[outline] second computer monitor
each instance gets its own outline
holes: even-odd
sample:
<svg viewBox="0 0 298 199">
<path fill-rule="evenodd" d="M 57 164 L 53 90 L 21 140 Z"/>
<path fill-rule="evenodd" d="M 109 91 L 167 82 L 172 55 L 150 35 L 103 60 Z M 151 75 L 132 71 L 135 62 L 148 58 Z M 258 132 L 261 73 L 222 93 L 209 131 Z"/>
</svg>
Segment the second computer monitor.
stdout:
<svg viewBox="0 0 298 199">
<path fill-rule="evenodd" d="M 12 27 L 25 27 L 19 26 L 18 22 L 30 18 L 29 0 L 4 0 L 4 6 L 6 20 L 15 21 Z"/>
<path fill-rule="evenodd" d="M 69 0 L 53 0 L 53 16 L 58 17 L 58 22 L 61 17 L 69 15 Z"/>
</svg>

—————

Short exercise:
Reproduce all the records above, requests included, and shift every number in the answer outlines up by 71.

Correct answer:
[outline] second computer monitor
each instance gets its own outline
holes: even-odd
sample:
<svg viewBox="0 0 298 199">
<path fill-rule="evenodd" d="M 57 164 L 53 90 L 21 140 Z"/>
<path fill-rule="evenodd" d="M 109 91 L 167 82 L 172 55 L 150 35 L 103 60 Z M 151 75 L 132 71 L 135 62 L 148 58 Z M 258 132 L 261 73 L 222 93 L 209 131 Z"/>
</svg>
Segment the second computer monitor.
stdout:
<svg viewBox="71 71 369 270">
<path fill-rule="evenodd" d="M 83 98 L 96 98 L 90 97 L 89 93 L 101 89 L 100 71 L 75 71 L 75 77 L 77 91 L 86 92 Z"/>
<path fill-rule="evenodd" d="M 140 71 L 124 71 L 124 87 L 129 88 L 129 93 L 132 88 L 140 86 Z"/>
</svg>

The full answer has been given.